*Problem 1*: Retype the part of the Apprentice to Murder review below from "Reuniting Donald Sutherland" to "as an apprentice." with no changes.

*Selected passage*:
Reuniting Donald Sutherland with the screenwriter of Don’t Look Now (Allan Scott is co-writer here), Apprentice to Murder is a low-key tale of superstition and the supernatural set in 1920s Dutch Pennsylvania that doesn’t quite seem to know what it wants to say.
Inspired by a real court case and based on actual events, Rob Lowe’s younger brother Chad stars as sixteen-year-old Billy Kelly, a mildly Aspergic young man who falls in with co-worker Alice (Sara), a local girl who dreams of running away to Philadelphia to become a typist. Alice is currently living in the boarding house which also provides a roof over the head of uncertified religious “powwow” doctor John Reese (Sutherland), and when the artistically gifted Billy meets the equally socially awkward Reese, the older man takes him on as an apprentice.

*Problem 2*: How many lines of the rows contain the string "fleece"? Matching is case-sensitive; reply with the number alone.

*Record extracts*:
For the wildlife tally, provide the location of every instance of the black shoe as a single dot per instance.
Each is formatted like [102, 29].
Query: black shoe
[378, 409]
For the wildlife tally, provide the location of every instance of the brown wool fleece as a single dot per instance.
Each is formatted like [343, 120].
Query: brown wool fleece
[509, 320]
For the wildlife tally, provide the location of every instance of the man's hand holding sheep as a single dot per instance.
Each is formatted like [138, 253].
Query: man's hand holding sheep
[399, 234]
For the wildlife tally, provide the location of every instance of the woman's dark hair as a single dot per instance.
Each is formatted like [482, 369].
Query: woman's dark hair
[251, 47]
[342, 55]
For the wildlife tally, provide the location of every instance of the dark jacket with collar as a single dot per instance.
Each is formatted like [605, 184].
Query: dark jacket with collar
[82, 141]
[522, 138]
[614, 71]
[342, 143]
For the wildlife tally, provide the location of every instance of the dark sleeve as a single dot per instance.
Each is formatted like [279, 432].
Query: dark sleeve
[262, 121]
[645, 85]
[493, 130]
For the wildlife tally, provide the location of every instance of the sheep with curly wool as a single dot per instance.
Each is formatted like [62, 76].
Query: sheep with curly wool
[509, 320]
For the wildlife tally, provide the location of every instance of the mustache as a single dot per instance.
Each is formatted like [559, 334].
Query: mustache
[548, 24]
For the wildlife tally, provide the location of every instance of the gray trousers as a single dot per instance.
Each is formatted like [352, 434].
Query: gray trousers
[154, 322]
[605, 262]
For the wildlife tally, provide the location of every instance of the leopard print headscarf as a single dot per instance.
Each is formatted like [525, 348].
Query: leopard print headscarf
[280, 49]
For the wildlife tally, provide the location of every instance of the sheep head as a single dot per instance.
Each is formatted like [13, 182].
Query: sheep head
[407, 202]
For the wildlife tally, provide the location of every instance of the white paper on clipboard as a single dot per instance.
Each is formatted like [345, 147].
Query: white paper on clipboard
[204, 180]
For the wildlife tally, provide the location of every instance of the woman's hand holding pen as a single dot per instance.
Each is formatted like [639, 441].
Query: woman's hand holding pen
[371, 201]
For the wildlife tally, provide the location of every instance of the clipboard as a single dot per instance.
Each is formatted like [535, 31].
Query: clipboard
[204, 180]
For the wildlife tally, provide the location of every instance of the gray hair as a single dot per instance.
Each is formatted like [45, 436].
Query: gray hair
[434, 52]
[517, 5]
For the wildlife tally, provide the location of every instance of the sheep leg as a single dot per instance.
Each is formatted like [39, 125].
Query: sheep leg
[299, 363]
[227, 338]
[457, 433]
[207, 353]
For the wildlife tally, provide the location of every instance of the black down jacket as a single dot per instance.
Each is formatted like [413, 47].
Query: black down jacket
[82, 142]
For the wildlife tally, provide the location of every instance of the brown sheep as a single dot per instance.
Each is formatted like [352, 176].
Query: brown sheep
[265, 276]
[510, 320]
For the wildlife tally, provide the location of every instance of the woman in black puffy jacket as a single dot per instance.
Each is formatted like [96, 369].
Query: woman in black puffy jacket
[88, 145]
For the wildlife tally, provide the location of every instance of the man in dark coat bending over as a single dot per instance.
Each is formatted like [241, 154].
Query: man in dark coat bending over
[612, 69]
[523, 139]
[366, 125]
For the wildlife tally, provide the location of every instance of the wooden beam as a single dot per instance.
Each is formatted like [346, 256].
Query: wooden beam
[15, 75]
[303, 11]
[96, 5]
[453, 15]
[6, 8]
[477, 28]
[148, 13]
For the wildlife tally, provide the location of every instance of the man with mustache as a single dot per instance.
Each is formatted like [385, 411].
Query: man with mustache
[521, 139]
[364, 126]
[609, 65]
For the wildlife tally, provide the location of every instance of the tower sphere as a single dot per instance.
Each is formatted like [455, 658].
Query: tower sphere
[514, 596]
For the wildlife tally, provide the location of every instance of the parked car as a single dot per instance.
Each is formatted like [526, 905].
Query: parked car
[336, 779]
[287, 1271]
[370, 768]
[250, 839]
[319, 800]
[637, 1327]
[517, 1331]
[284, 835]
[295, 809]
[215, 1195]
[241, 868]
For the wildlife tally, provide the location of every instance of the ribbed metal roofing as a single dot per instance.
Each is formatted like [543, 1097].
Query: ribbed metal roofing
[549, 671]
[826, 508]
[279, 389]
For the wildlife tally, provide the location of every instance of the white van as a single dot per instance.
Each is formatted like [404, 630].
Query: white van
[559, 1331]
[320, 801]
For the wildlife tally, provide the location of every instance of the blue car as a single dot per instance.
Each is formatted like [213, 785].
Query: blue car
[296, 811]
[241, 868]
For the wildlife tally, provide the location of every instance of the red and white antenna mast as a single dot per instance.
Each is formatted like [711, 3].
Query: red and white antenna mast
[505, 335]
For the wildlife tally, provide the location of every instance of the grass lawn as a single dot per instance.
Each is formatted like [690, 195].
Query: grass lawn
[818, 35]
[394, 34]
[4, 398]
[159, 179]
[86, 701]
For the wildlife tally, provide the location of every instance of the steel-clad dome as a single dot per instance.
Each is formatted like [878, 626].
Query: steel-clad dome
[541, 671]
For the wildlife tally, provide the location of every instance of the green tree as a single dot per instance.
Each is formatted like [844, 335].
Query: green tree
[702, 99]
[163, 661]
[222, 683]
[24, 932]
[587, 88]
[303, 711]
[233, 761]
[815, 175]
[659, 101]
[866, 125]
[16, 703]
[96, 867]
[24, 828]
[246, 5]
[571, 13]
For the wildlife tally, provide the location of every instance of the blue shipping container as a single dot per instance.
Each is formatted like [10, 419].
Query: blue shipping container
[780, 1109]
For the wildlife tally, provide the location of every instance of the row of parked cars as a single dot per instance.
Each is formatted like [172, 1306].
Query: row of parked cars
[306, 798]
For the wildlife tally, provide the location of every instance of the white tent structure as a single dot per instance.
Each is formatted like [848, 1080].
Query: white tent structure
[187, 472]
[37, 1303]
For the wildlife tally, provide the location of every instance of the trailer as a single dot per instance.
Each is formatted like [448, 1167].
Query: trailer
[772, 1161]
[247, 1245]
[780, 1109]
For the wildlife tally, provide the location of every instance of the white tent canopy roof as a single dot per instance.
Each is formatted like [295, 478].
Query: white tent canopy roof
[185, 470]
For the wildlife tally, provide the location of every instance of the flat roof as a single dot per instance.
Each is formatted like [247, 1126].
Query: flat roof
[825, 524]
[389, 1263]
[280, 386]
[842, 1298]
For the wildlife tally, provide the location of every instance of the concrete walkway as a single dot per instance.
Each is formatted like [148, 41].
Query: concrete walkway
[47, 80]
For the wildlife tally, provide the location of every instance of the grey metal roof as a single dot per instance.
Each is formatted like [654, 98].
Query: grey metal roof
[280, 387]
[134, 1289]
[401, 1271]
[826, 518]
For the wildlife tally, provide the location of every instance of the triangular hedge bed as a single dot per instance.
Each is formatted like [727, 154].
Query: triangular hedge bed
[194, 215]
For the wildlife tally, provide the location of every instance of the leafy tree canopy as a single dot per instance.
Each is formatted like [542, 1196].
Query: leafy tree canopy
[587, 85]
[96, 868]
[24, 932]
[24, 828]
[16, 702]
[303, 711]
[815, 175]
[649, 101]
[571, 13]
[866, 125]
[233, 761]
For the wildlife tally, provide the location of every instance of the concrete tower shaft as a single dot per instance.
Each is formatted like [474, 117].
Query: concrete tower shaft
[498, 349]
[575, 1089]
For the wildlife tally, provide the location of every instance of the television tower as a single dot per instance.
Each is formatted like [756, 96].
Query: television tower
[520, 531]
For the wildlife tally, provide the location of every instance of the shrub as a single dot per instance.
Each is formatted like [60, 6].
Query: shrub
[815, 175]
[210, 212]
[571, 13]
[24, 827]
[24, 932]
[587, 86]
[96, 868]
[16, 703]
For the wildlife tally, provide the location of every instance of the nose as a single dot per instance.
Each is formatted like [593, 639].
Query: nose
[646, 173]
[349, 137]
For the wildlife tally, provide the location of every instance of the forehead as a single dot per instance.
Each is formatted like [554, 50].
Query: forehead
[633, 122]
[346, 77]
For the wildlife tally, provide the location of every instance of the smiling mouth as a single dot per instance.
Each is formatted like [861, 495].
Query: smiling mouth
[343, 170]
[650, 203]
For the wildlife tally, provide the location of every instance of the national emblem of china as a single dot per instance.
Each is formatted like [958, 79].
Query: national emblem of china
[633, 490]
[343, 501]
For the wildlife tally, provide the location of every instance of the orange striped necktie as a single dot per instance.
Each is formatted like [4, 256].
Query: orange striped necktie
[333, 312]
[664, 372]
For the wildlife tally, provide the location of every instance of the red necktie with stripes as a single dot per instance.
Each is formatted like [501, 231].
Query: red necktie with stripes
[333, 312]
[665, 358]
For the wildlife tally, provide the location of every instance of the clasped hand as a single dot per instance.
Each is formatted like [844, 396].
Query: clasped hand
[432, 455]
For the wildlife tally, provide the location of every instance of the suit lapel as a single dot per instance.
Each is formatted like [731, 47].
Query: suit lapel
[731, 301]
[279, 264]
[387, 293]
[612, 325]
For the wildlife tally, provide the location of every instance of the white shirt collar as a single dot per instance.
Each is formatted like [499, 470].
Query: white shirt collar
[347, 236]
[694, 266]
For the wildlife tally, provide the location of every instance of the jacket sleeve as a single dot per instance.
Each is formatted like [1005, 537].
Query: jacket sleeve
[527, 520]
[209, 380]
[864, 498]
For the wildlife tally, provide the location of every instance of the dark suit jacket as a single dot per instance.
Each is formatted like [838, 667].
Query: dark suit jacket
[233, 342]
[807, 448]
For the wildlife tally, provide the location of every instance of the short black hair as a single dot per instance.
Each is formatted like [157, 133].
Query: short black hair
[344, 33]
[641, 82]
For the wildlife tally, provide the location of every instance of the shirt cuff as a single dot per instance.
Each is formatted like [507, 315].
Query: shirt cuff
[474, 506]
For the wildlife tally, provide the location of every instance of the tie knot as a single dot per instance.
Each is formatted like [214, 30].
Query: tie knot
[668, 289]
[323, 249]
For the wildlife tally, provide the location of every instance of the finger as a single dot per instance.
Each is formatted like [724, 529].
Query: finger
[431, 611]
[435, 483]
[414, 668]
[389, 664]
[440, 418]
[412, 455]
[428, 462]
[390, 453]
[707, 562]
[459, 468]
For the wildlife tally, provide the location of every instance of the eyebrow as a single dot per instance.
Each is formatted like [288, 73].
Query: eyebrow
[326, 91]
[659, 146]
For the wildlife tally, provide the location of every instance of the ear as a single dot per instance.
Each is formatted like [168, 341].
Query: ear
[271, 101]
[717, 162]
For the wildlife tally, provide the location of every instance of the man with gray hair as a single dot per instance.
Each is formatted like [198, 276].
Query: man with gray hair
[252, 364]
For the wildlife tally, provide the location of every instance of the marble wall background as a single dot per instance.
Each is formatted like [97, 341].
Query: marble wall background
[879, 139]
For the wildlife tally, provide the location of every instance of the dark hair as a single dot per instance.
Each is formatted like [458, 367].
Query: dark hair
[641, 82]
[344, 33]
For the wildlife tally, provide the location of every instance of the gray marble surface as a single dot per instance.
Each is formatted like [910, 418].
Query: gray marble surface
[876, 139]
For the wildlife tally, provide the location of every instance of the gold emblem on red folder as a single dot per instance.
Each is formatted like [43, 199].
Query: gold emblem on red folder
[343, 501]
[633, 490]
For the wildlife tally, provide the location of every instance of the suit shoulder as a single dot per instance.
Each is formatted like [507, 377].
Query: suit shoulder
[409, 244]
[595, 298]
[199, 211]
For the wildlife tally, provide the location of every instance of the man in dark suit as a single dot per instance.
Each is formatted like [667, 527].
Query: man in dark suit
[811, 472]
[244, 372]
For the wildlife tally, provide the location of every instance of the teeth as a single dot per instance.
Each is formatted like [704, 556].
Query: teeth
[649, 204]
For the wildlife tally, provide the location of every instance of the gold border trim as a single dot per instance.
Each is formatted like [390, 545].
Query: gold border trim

*Complete response 1*:
Reuniting Donald Sutherland with the screenwriter of Don’t Look Now (Allan Scott is co-writer here), Apprentice to Murder is a low-key tale of superstition and the supernatural set in 1920s Dutch Pennsylvania that doesn’t quite seem to know what it wants to say.
Inspired by a real court case and based on actual events, Rob Lowe’s younger brother Chad stars as sixteen-year-old Billy Kelly, a mildly Aspergic young man who falls in with co-worker Alice (Sara), a local girl who dreams of running away to Philadelphia to become a typist. Alice is currently living in the boarding house which also provides a roof over the head of uncertified religious “powwow” doctor John Reese (Sutherland), and when the artistically gifted Billy meets the equally socially awkward Reese, the older man takes him on as an apprentice.

*Complete response 2*: 2